EXERCISE INPUT:
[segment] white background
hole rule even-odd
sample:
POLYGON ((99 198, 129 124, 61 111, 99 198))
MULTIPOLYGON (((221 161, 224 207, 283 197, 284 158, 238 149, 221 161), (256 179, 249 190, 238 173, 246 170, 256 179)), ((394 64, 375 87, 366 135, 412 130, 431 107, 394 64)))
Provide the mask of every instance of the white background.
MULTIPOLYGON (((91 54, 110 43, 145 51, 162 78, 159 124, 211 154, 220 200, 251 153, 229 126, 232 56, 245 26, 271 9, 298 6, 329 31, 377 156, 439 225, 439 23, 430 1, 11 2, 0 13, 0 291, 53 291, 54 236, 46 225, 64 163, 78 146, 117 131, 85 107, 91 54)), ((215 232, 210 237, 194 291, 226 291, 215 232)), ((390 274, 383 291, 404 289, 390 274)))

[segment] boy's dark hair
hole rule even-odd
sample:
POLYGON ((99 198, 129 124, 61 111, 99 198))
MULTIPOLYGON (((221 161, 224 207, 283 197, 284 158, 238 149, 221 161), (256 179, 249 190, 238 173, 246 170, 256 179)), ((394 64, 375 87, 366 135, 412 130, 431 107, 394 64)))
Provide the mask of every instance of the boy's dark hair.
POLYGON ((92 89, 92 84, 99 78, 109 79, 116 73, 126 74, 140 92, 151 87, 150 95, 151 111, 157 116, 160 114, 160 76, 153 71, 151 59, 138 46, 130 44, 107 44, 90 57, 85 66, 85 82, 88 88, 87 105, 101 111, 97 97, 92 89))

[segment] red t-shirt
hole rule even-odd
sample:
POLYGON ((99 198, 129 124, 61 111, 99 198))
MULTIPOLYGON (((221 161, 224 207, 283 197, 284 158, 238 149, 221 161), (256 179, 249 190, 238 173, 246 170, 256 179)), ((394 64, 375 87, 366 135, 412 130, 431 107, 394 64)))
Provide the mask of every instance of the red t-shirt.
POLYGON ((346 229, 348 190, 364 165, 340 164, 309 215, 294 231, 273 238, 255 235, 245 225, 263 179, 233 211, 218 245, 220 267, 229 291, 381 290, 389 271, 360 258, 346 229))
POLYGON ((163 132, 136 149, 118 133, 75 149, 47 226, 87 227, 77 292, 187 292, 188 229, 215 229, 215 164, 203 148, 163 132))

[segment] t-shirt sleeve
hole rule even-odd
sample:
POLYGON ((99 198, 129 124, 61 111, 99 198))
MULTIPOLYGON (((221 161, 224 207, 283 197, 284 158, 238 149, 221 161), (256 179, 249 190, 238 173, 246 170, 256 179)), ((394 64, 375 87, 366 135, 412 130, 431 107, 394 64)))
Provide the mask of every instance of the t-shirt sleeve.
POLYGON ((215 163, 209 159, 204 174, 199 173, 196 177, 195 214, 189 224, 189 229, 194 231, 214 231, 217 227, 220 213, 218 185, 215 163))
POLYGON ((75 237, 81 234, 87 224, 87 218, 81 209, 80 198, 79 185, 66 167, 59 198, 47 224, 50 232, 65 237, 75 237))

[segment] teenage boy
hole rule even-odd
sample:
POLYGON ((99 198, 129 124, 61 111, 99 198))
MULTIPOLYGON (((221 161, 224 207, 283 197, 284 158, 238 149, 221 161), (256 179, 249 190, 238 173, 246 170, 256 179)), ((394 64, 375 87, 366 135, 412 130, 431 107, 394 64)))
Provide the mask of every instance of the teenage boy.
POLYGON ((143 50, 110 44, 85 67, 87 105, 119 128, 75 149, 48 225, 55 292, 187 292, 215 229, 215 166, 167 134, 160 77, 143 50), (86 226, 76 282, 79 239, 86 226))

* * *

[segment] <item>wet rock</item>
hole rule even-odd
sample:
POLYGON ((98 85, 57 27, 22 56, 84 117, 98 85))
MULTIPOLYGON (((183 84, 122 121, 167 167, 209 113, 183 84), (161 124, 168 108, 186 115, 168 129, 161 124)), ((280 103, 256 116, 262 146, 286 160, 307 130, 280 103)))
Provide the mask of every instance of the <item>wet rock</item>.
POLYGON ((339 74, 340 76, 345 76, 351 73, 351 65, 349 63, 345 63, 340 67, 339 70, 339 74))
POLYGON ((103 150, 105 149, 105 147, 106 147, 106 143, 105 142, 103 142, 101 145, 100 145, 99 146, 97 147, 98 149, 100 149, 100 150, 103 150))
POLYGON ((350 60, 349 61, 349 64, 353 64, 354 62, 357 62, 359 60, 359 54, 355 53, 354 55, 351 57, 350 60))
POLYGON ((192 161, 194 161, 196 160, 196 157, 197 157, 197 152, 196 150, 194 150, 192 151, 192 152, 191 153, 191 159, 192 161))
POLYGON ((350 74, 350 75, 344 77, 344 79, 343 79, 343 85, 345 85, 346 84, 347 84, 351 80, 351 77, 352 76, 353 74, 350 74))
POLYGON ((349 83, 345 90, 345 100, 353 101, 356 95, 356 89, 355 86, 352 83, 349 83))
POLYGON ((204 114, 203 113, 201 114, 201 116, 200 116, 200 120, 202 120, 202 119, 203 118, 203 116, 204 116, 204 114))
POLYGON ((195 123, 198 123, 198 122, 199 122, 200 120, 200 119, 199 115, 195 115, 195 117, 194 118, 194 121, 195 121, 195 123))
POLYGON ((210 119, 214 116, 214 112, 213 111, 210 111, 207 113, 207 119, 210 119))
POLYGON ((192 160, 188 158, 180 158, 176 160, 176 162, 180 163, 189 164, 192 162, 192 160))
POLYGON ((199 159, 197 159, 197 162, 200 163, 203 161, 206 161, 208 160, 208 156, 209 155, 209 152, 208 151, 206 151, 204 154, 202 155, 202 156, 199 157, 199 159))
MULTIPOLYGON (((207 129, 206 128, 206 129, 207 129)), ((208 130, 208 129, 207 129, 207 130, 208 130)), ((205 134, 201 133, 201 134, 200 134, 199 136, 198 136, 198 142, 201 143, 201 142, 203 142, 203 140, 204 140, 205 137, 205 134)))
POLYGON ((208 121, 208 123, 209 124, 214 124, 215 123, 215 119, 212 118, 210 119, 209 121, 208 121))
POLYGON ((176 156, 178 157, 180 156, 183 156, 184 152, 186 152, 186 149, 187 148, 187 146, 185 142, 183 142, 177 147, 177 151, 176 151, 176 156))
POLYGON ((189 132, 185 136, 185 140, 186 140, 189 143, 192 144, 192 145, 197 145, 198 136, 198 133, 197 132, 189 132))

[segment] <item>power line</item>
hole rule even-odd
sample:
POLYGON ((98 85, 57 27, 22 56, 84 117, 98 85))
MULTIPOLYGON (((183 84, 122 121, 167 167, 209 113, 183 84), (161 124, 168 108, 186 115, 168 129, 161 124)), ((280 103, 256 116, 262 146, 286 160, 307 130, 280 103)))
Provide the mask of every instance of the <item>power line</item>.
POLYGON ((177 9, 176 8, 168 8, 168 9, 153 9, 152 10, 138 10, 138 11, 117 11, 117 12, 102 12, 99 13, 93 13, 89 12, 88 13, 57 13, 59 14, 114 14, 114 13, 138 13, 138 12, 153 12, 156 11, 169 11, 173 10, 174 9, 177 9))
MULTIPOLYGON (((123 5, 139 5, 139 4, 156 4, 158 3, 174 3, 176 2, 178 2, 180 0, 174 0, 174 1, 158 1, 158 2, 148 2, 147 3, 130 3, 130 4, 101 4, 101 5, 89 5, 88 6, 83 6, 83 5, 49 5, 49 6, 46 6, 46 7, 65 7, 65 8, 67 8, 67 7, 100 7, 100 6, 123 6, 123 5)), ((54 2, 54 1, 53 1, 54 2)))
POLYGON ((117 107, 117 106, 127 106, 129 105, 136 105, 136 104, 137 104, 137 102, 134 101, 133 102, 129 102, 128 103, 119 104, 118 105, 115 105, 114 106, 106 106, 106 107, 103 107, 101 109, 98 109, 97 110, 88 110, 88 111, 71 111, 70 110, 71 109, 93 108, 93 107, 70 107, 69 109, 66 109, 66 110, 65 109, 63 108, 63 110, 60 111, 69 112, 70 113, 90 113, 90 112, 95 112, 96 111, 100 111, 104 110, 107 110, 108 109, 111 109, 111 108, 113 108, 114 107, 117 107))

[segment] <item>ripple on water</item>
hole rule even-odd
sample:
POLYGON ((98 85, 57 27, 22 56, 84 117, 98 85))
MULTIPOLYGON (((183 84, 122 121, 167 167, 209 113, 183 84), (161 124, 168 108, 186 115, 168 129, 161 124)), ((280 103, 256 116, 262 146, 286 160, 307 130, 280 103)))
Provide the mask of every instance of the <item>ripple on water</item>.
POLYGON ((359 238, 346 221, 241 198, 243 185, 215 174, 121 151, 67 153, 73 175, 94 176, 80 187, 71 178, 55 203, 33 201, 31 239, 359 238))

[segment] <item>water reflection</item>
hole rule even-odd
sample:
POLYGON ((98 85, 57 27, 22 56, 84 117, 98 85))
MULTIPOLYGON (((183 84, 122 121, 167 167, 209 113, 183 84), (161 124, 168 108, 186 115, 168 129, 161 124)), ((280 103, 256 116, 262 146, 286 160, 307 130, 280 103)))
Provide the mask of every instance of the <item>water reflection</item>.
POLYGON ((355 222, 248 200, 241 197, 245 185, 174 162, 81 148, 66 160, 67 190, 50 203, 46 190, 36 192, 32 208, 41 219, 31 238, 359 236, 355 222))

SHORT EXERCISE:
Reproduce, without any alteration, the part that opens with the line containing "[segment] <item>ripple on water</item>" and closes with the line containing "POLYGON ((355 222, 248", both of those lines included. Give nothing else.

WRITTEN RESPONSE:
[segment] <item>ripple on water</item>
hole rule even-odd
sample:
POLYGON ((98 85, 57 27, 22 56, 84 117, 98 85))
MULTIPOLYGON (((183 84, 122 121, 167 167, 209 113, 183 84), (161 124, 168 108, 186 115, 168 129, 161 124)), ((280 103, 256 116, 262 146, 286 160, 307 130, 280 103)))
Provide the mask of every instance of the <item>ripple on water</item>.
POLYGON ((359 238, 346 221, 241 198, 243 185, 215 174, 121 151, 67 153, 73 175, 94 176, 80 187, 71 178, 55 203, 33 201, 31 239, 359 238))

[segment] <item>water reflection</item>
hole rule even-odd
sample:
POLYGON ((98 85, 57 27, 22 56, 84 117, 98 85))
MULTIPOLYGON (((183 84, 122 121, 167 167, 209 113, 183 84), (161 124, 168 108, 186 115, 168 129, 161 124)), ((280 103, 256 116, 262 146, 286 160, 307 130, 280 103)))
Provide the mask of every instance of the <item>water reflection</item>.
POLYGON ((355 222, 248 200, 241 197, 245 185, 174 162, 81 148, 66 160, 67 190, 50 203, 46 190, 36 192, 32 208, 41 219, 31 238, 359 236, 355 222))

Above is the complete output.